_Exercise objective:_
Copy the part of the data below that opens with the line containing "of the palm" and closes with the line containing "x=534 y=621", keeping both of those lines. Leave the pictures out.

----------

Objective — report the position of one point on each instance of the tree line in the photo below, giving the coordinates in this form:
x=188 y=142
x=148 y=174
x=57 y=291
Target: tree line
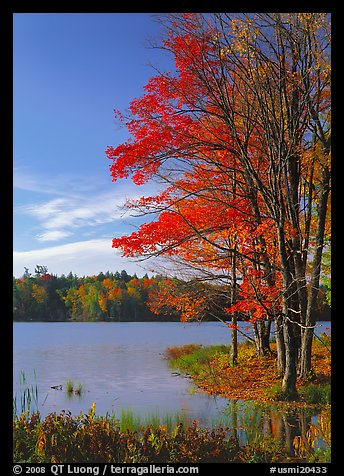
x=238 y=137
x=120 y=297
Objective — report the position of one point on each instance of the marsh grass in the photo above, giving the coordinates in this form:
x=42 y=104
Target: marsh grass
x=27 y=399
x=72 y=388
x=129 y=420
x=193 y=359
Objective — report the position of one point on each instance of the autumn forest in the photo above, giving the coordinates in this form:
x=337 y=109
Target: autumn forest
x=236 y=144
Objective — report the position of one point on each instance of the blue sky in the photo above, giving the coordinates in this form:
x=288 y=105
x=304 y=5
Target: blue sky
x=71 y=70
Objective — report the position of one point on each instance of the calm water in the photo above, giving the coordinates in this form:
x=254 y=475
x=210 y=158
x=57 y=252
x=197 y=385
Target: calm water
x=120 y=365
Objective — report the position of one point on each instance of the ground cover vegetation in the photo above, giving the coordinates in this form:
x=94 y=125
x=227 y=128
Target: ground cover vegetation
x=238 y=136
x=60 y=438
x=253 y=377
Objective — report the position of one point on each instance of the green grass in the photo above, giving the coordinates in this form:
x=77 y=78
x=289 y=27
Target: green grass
x=193 y=359
x=27 y=400
x=71 y=388
x=128 y=420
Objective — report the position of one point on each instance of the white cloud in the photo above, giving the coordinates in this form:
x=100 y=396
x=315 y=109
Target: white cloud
x=54 y=235
x=83 y=258
x=60 y=217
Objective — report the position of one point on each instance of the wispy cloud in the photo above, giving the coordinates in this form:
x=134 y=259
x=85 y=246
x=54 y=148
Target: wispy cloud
x=74 y=207
x=83 y=258
x=70 y=185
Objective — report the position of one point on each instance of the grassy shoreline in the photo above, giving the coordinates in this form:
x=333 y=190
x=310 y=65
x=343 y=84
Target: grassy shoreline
x=63 y=438
x=253 y=378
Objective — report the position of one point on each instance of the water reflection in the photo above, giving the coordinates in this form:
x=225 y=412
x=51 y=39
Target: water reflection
x=249 y=422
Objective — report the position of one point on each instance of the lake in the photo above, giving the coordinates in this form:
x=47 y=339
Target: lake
x=120 y=365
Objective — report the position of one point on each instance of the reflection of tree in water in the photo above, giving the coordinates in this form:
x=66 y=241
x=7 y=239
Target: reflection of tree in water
x=250 y=422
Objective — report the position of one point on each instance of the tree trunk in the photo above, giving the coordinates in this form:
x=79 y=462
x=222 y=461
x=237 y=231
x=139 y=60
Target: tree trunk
x=280 y=346
x=308 y=329
x=289 y=377
x=234 y=347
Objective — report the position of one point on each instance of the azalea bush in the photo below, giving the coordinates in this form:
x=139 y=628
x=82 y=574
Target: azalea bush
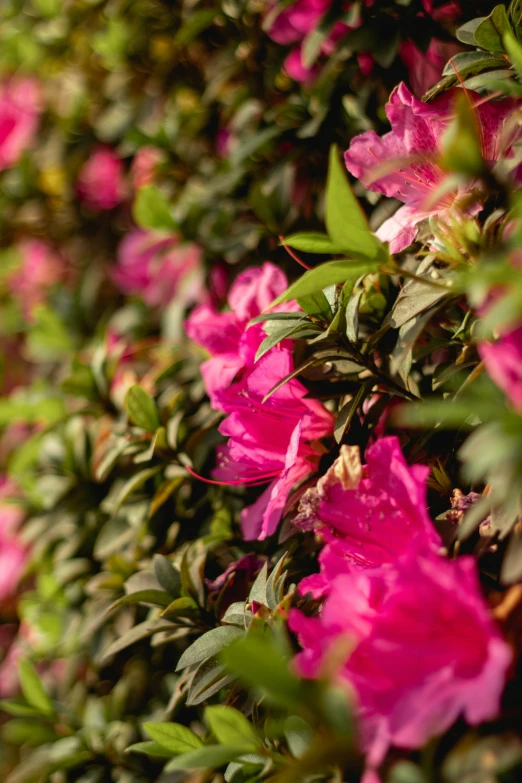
x=260 y=391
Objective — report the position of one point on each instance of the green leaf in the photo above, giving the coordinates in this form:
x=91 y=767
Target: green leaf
x=209 y=644
x=173 y=736
x=141 y=409
x=152 y=597
x=311 y=242
x=195 y=24
x=490 y=31
x=150 y=748
x=33 y=689
x=466 y=32
x=461 y=147
x=18 y=708
x=467 y=63
x=181 y=607
x=345 y=220
x=514 y=50
x=151 y=210
x=209 y=757
x=316 y=305
x=348 y=411
x=260 y=664
x=168 y=576
x=276 y=337
x=231 y=728
x=333 y=272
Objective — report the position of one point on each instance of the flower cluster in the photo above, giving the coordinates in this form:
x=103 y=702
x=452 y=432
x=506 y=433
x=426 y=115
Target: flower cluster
x=260 y=390
x=383 y=577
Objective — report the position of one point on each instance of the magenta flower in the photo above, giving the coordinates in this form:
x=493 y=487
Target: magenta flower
x=101 y=181
x=270 y=441
x=157 y=267
x=40 y=269
x=503 y=362
x=291 y=26
x=368 y=515
x=20 y=109
x=402 y=164
x=417 y=645
x=224 y=335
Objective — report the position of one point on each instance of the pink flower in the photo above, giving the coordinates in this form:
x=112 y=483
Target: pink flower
x=503 y=362
x=40 y=269
x=144 y=165
x=425 y=68
x=368 y=515
x=101 y=181
x=291 y=26
x=402 y=164
x=225 y=336
x=20 y=109
x=157 y=267
x=270 y=441
x=417 y=645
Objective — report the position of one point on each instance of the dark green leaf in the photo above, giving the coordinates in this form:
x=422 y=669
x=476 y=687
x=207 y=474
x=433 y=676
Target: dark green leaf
x=208 y=645
x=33 y=689
x=150 y=748
x=231 y=728
x=151 y=210
x=168 y=576
x=490 y=31
x=345 y=221
x=316 y=305
x=333 y=272
x=141 y=409
x=209 y=757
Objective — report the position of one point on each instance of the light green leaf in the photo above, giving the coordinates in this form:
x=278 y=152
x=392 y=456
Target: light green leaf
x=231 y=728
x=333 y=272
x=150 y=748
x=209 y=757
x=33 y=689
x=173 y=737
x=151 y=210
x=311 y=242
x=209 y=644
x=141 y=409
x=489 y=33
x=345 y=220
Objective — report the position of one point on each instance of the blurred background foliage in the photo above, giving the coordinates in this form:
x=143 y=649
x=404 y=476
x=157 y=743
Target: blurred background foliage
x=103 y=406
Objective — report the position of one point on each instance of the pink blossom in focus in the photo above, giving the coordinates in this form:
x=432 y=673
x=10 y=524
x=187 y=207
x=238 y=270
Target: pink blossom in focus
x=368 y=515
x=40 y=269
x=503 y=362
x=20 y=109
x=225 y=336
x=269 y=441
x=144 y=166
x=157 y=267
x=425 y=68
x=412 y=147
x=101 y=181
x=420 y=649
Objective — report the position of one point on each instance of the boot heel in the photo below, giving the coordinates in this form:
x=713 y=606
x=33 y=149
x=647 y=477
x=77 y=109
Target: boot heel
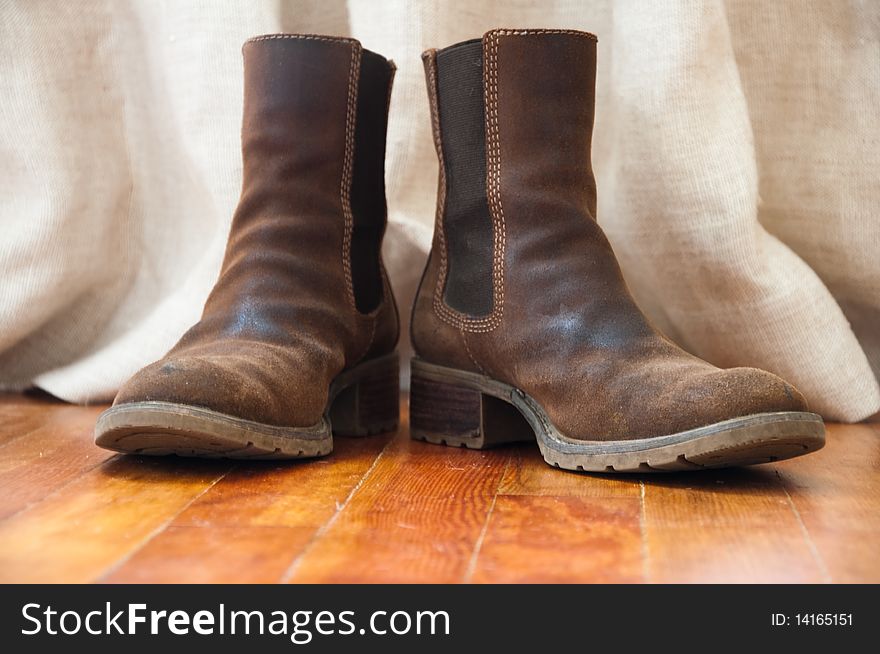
x=453 y=412
x=369 y=402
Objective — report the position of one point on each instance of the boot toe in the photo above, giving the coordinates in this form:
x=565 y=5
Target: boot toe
x=219 y=384
x=739 y=392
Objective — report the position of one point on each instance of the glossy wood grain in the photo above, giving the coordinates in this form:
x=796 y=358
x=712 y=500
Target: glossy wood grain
x=385 y=509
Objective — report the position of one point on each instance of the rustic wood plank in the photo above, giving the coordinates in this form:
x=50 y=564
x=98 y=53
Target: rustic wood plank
x=47 y=458
x=90 y=524
x=217 y=554
x=561 y=540
x=22 y=414
x=836 y=493
x=251 y=525
x=725 y=526
x=417 y=518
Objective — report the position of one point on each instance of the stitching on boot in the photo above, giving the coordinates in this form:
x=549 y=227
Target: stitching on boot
x=348 y=166
x=531 y=32
x=302 y=37
x=467 y=348
x=493 y=162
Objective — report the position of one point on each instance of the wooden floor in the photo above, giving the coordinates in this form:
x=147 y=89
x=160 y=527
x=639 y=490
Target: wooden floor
x=386 y=509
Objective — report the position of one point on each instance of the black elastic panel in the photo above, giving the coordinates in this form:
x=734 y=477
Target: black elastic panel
x=368 y=180
x=467 y=221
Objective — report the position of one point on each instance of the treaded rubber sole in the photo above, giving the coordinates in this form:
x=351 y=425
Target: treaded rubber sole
x=362 y=401
x=464 y=409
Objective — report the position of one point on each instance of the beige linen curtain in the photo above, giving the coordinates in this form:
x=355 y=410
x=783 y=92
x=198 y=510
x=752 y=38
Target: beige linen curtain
x=737 y=152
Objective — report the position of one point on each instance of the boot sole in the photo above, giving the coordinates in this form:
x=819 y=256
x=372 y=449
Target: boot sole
x=463 y=409
x=362 y=401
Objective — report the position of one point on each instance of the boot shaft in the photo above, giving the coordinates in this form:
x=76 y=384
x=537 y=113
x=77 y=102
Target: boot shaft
x=513 y=119
x=313 y=146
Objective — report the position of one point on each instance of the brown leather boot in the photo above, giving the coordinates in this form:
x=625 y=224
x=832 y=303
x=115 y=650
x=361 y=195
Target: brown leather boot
x=522 y=311
x=299 y=331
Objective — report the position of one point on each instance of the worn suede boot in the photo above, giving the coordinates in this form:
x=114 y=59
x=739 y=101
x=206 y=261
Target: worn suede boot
x=523 y=325
x=298 y=335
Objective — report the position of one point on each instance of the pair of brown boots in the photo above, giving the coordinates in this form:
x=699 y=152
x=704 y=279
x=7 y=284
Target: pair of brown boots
x=523 y=326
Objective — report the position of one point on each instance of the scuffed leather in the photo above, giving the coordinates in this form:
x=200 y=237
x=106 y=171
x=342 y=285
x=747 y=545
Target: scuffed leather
x=571 y=335
x=280 y=323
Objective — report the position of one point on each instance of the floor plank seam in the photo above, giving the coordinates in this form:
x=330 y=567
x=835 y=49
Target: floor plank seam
x=811 y=545
x=643 y=530
x=323 y=529
x=33 y=505
x=478 y=544
x=108 y=572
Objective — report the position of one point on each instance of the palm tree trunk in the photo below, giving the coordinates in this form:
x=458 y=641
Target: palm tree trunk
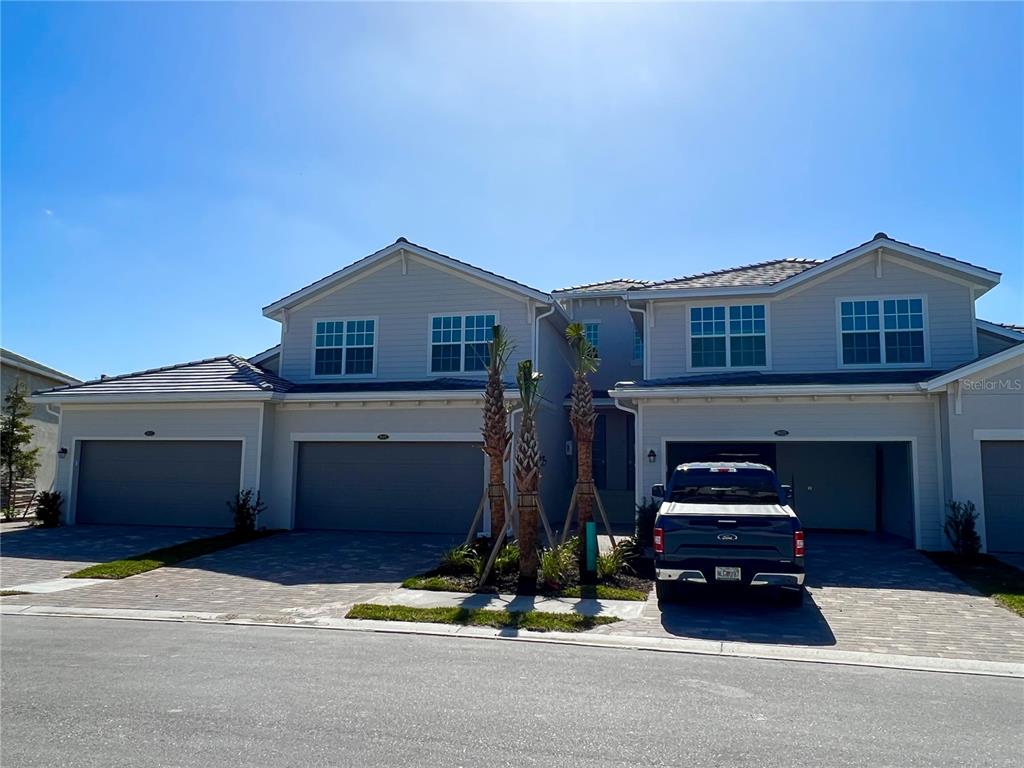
x=496 y=494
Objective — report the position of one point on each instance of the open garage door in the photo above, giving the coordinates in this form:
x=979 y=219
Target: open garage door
x=837 y=485
x=430 y=487
x=158 y=482
x=1003 y=478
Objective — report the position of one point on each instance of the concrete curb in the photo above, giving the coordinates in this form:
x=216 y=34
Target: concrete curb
x=667 y=645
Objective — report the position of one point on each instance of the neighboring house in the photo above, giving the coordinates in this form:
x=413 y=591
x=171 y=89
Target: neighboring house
x=15 y=368
x=367 y=416
x=864 y=379
x=845 y=375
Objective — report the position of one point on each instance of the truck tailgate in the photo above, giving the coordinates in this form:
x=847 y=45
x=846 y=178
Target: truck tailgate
x=747 y=537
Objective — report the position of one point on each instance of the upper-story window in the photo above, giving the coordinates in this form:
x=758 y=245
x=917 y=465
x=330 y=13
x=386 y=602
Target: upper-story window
x=739 y=341
x=344 y=347
x=459 y=342
x=637 y=345
x=876 y=332
x=593 y=333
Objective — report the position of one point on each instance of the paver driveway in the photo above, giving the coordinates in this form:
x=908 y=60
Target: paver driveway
x=32 y=554
x=866 y=594
x=296 y=574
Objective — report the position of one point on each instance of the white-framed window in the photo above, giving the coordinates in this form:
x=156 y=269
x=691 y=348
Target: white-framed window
x=459 y=342
x=733 y=336
x=882 y=331
x=637 y=345
x=593 y=333
x=345 y=347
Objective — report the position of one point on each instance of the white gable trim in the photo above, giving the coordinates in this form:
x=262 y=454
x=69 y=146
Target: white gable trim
x=997 y=330
x=1006 y=356
x=973 y=275
x=400 y=251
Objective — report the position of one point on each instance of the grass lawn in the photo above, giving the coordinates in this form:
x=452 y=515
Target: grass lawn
x=600 y=591
x=166 y=556
x=1001 y=582
x=534 y=621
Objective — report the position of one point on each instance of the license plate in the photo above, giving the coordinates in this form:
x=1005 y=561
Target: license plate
x=726 y=573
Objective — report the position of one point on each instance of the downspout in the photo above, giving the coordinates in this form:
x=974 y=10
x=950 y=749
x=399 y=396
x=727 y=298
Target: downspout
x=643 y=326
x=637 y=446
x=537 y=336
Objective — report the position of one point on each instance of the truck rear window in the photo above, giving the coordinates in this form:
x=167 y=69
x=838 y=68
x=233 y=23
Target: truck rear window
x=707 y=486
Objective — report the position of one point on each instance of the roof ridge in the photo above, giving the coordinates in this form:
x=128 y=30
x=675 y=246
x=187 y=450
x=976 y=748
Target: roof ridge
x=133 y=374
x=257 y=376
x=726 y=270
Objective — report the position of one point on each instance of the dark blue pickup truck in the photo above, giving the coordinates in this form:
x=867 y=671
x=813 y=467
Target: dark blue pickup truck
x=727 y=524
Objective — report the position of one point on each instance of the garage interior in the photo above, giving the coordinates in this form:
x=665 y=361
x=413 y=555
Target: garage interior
x=845 y=486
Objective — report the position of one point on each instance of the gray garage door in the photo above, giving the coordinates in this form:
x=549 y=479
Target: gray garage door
x=407 y=486
x=153 y=482
x=837 y=485
x=1003 y=475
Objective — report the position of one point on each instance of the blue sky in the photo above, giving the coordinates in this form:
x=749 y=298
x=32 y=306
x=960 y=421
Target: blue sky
x=169 y=169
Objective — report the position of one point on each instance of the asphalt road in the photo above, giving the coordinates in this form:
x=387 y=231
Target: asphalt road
x=95 y=692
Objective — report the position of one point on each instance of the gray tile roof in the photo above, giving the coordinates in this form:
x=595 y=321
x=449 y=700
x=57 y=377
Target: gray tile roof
x=228 y=374
x=760 y=273
x=416 y=245
x=13 y=358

----------

_Exercise output:_
Objective — report the position of one point on each instance of the palm tree trunk in the photo below, giving the coordinates in this form:
x=458 y=641
Target: palm tree trunk
x=496 y=494
Objective — report the position of one point on each instance of the open garage door in the photo above, giving the coordinates in this form:
x=979 y=219
Target: open garage door
x=837 y=485
x=430 y=487
x=158 y=482
x=1003 y=478
Objective — report the position of one point on each instance of the concrete curb in the photo above, giving the coordinates in this form:
x=216 y=34
Target: concrete curb
x=667 y=645
Objective — report the position of one point on each instance of the neighboring house in the photo above, giving the coordinates in this form:
x=413 y=591
x=171 y=89
Target: neighboring house
x=15 y=368
x=367 y=416
x=864 y=379
x=845 y=375
Objective — report the position of one point on each instance of the truck tailgate in the photo above, giving the coordinates in this form:
x=847 y=45
x=846 y=178
Target: truck tailgate
x=747 y=537
Objective — report the position of one point on each instance of the upper-story window in the photo above, giving the coordinates in this form:
x=758 y=245
x=917 y=465
x=330 y=13
x=386 y=602
Target: upper-story window
x=739 y=341
x=344 y=347
x=459 y=342
x=637 y=345
x=876 y=332
x=593 y=333
Objective — report the position of one point on each instance of the paver driveway in the photo above, giving the coordinates in this form:
x=908 y=60
Target: paver driveway
x=32 y=554
x=866 y=594
x=296 y=574
Objective — report the position of one point on each instance of the white-framed window in the photo above, giving the coordinates in this form:
x=156 y=269
x=691 y=348
Target: white-framed window
x=459 y=342
x=733 y=336
x=882 y=331
x=637 y=345
x=593 y=333
x=345 y=347
Objective — report the position of one point on each instance of the white gable trim in the photo above, giving the coordinates in this form:
x=262 y=454
x=69 y=146
Target: white gable trim
x=997 y=330
x=1006 y=356
x=973 y=275
x=400 y=251
Objective — report the position of one point on each instance of the grass lawn in the photo above, giving the coordinates in this form:
x=452 y=515
Target: grass lawn
x=600 y=591
x=166 y=556
x=1001 y=582
x=534 y=621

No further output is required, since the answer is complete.